Restate the full set of records exactly, without adding or dropping a word.

DATA FOR THE TASK:
=== Section Start ===

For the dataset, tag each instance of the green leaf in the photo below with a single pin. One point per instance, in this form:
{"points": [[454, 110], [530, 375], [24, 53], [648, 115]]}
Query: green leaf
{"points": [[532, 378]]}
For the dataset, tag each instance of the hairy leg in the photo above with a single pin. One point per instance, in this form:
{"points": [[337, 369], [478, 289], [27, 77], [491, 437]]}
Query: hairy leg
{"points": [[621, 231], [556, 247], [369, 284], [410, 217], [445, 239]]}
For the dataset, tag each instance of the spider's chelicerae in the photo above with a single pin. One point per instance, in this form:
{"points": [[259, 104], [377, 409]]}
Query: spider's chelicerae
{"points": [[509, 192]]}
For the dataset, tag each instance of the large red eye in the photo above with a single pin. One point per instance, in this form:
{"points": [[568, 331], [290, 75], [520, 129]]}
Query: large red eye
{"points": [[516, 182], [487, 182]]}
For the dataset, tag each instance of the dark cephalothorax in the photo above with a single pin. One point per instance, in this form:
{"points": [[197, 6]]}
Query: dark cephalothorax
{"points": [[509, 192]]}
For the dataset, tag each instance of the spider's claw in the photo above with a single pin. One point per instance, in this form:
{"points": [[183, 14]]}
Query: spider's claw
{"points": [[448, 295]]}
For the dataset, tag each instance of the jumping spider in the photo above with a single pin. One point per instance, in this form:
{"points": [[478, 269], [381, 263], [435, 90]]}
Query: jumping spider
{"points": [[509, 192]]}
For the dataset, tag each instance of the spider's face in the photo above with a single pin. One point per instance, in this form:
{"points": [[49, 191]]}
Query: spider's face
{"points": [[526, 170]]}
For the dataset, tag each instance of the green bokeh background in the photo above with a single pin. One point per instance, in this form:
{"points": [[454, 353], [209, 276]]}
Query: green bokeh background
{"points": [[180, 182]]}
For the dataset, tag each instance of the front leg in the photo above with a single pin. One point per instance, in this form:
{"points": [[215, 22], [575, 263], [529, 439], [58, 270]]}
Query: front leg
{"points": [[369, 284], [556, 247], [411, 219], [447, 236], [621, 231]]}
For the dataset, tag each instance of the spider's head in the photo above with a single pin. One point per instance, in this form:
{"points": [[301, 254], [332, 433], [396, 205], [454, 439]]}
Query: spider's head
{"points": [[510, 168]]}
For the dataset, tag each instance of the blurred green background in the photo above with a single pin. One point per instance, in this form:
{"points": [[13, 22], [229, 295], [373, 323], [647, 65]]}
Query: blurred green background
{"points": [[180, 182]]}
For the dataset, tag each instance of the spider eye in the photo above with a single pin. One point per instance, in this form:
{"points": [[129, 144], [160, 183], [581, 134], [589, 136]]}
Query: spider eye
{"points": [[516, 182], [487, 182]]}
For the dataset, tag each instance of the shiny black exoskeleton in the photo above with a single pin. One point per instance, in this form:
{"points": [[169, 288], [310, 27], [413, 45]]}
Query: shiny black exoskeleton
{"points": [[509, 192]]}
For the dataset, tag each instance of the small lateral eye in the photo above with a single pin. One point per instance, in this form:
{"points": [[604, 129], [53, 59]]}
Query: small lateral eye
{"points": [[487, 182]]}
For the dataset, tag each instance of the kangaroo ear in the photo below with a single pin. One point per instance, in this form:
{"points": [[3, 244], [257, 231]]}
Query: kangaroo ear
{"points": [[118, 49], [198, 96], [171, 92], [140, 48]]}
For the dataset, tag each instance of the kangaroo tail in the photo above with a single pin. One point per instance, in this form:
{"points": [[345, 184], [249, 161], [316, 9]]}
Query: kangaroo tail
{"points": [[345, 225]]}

=== Section End ===

EXPECTED OUTPUT:
For the dataset, tag each instance of the green leaf in the photo below with a single pin. One point per instance, in this form:
{"points": [[454, 110], [530, 375], [24, 53], [648, 115]]}
Query: green leaf
{"points": [[532, 378]]}
For the dataset, tag each instance of the hairy leg in the photo above with a single pin. One point per instance, in this form:
{"points": [[337, 369], [478, 289], [27, 77], [491, 437]]}
Query: hairy leg
{"points": [[621, 231], [556, 247], [369, 284], [410, 217], [445, 239]]}
For the dataset, tag each instance of the spider's chelicerae in the photo above with a single pin. One point per instance, in this form:
{"points": [[259, 104], [377, 409]]}
Query: spider's chelicerae
{"points": [[509, 192]]}
For the dataset, tag each instance of the large red eye in the photo above with a single pin. One point per instance, in this form:
{"points": [[568, 331], [290, 75], [520, 129]]}
Query: large red eye
{"points": [[516, 182], [487, 182]]}
For the dataset, tag each instance of the dark cephalothorax in the photo above with a single pin. One point per instance, in this form:
{"points": [[197, 6]]}
Query: dark cephalothorax
{"points": [[509, 192]]}
For the dataset, tag each instance of the spider's claw in the photo above with a single pin. One point per instance, in this form:
{"points": [[183, 14]]}
Query: spider's claw
{"points": [[448, 295]]}
For the dataset, tag each instance of the jumping spider in the photo above with a single pin. One point per instance, in this form:
{"points": [[478, 269], [381, 263], [435, 90]]}
Query: jumping spider
{"points": [[509, 192]]}
For the dataset, tag each instance of the spider's face in the photo above with a single pin. One point per instance, in this form:
{"points": [[49, 191]]}
Query: spider's face
{"points": [[526, 170]]}
For the dataset, tag each instance of the green bokeh background in the photo above with a single pin. One point per instance, in this form:
{"points": [[454, 353], [209, 276]]}
Query: green bokeh background
{"points": [[180, 182]]}
For the dataset, tag each instance of the front leg in the photo above with a single pin. One point per instance, in this form:
{"points": [[215, 22], [575, 263], [529, 439], [58, 270]]}
Query: front leg
{"points": [[369, 284], [556, 247], [411, 219], [447, 236], [621, 231]]}
For the dataset, tag each instance of the spider's head in the photo above with a single pin. One point per instance, in this form:
{"points": [[301, 254], [332, 433], [396, 205], [454, 439]]}
Query: spider's head
{"points": [[510, 168]]}
For the dataset, tag each instance of the blurred green background in the photo above with a single pin. One point per instance, in this form:
{"points": [[13, 22], [229, 295], [373, 323], [647, 65]]}
Query: blurred green background
{"points": [[180, 182]]}
For the dataset, tag each instance of the spider eye in the photo above with a single pin. One point per instance, in this form:
{"points": [[129, 144], [160, 183], [581, 134], [589, 136]]}
Query: spider eye
{"points": [[516, 182], [487, 182]]}
For the dataset, tag each instance of the shiny black exoskeleton in the photo above with a single pin. One point per instance, in this form:
{"points": [[169, 288], [310, 27], [413, 45]]}
Query: shiny black exoskeleton
{"points": [[509, 192]]}
For the dataset, tag each instance of the small lateral eye in the photo above with a single pin. One point per instance, in this form:
{"points": [[604, 129], [53, 59]]}
Query: small lateral eye
{"points": [[487, 182]]}
For the dataset, tag each instance of the kangaroo ear in the photo below with a single pin. One point per instance, in this form:
{"points": [[3, 244], [257, 231]]}
Query: kangaroo ear
{"points": [[118, 49], [198, 96], [171, 92], [140, 48]]}
For the dataset, tag each instance of the kangaroo tail in the photo above with a single pin. One point per instance, in this form:
{"points": [[345, 184], [249, 161], [316, 9]]}
Query: kangaroo tail
{"points": [[345, 225]]}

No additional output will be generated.